Extract every line in the entries below that contains the string "roof". Matching is case-sensitive.

- [Provided records]
◆ ◆ ◆

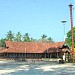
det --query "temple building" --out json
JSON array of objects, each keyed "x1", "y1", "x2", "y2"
[{"x1": 0, "y1": 41, "x2": 70, "y2": 59}]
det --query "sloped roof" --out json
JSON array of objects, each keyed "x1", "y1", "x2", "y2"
[{"x1": 0, "y1": 41, "x2": 65, "y2": 53}]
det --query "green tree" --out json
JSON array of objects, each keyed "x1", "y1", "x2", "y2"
[
  {"x1": 15, "y1": 32, "x2": 22, "y2": 42},
  {"x1": 23, "y1": 33, "x2": 30, "y2": 42},
  {"x1": 0, "y1": 38, "x2": 6, "y2": 47},
  {"x1": 6, "y1": 31, "x2": 14, "y2": 41},
  {"x1": 66, "y1": 27, "x2": 75, "y2": 47},
  {"x1": 47, "y1": 37, "x2": 54, "y2": 43}
]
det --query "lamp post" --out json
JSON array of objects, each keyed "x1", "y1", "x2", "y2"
[
  {"x1": 61, "y1": 20, "x2": 67, "y2": 41},
  {"x1": 69, "y1": 4, "x2": 75, "y2": 62}
]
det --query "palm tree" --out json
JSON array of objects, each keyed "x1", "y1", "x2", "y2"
[
  {"x1": 6, "y1": 31, "x2": 14, "y2": 41},
  {"x1": 47, "y1": 37, "x2": 54, "y2": 43},
  {"x1": 15, "y1": 32, "x2": 22, "y2": 42},
  {"x1": 23, "y1": 33, "x2": 30, "y2": 42}
]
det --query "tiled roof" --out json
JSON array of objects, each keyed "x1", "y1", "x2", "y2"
[{"x1": 0, "y1": 41, "x2": 64, "y2": 53}]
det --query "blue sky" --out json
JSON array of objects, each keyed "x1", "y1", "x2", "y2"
[{"x1": 0, "y1": 0, "x2": 75, "y2": 42}]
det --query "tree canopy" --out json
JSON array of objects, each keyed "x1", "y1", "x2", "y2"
[
  {"x1": 0, "y1": 31, "x2": 54, "y2": 47},
  {"x1": 66, "y1": 27, "x2": 75, "y2": 47}
]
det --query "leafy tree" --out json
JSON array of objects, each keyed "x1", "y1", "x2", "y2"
[
  {"x1": 47, "y1": 37, "x2": 54, "y2": 43},
  {"x1": 0, "y1": 38, "x2": 6, "y2": 47},
  {"x1": 30, "y1": 38, "x2": 37, "y2": 42},
  {"x1": 15, "y1": 32, "x2": 22, "y2": 42},
  {"x1": 6, "y1": 31, "x2": 14, "y2": 41},
  {"x1": 66, "y1": 27, "x2": 75, "y2": 47},
  {"x1": 23, "y1": 33, "x2": 30, "y2": 42}
]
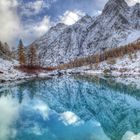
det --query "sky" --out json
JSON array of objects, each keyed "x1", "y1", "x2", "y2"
[{"x1": 0, "y1": 0, "x2": 140, "y2": 47}]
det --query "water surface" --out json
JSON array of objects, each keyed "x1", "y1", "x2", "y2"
[{"x1": 0, "y1": 76, "x2": 140, "y2": 140}]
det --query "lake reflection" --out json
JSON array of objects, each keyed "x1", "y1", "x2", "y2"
[{"x1": 0, "y1": 77, "x2": 140, "y2": 140}]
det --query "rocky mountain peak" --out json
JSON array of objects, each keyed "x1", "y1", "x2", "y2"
[
  {"x1": 77, "y1": 15, "x2": 92, "y2": 24},
  {"x1": 102, "y1": 0, "x2": 129, "y2": 15}
]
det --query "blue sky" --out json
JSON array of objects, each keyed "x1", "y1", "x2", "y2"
[{"x1": 0, "y1": 0, "x2": 140, "y2": 46}]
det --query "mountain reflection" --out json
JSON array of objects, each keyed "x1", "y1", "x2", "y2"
[{"x1": 0, "y1": 76, "x2": 140, "y2": 140}]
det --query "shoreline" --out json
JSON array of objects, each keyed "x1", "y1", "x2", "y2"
[{"x1": 0, "y1": 68, "x2": 140, "y2": 88}]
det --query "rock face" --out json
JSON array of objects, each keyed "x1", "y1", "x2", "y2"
[{"x1": 33, "y1": 0, "x2": 140, "y2": 66}]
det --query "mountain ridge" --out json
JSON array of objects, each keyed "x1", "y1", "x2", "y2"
[{"x1": 33, "y1": 0, "x2": 140, "y2": 66}]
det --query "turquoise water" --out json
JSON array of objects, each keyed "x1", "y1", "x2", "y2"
[{"x1": 0, "y1": 76, "x2": 140, "y2": 140}]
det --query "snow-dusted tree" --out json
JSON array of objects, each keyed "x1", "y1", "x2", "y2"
[
  {"x1": 28, "y1": 45, "x2": 38, "y2": 68},
  {"x1": 18, "y1": 39, "x2": 26, "y2": 66}
]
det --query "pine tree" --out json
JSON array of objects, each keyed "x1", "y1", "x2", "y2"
[
  {"x1": 18, "y1": 40, "x2": 26, "y2": 66},
  {"x1": 28, "y1": 45, "x2": 38, "y2": 68}
]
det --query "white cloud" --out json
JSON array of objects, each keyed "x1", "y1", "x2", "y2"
[
  {"x1": 0, "y1": 0, "x2": 20, "y2": 43},
  {"x1": 20, "y1": 0, "x2": 56, "y2": 17},
  {"x1": 59, "y1": 10, "x2": 85, "y2": 25},
  {"x1": 20, "y1": 16, "x2": 53, "y2": 43}
]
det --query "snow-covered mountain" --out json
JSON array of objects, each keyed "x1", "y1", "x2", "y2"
[{"x1": 33, "y1": 0, "x2": 140, "y2": 66}]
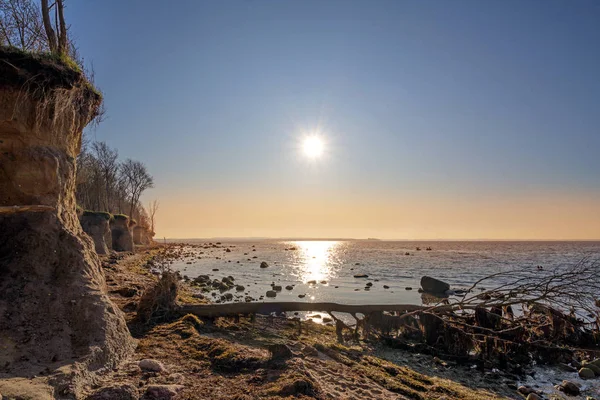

◆ ◆ ◆

- [Written response]
det --query "sloped roof" --out json
det --query "tiled roof" --out json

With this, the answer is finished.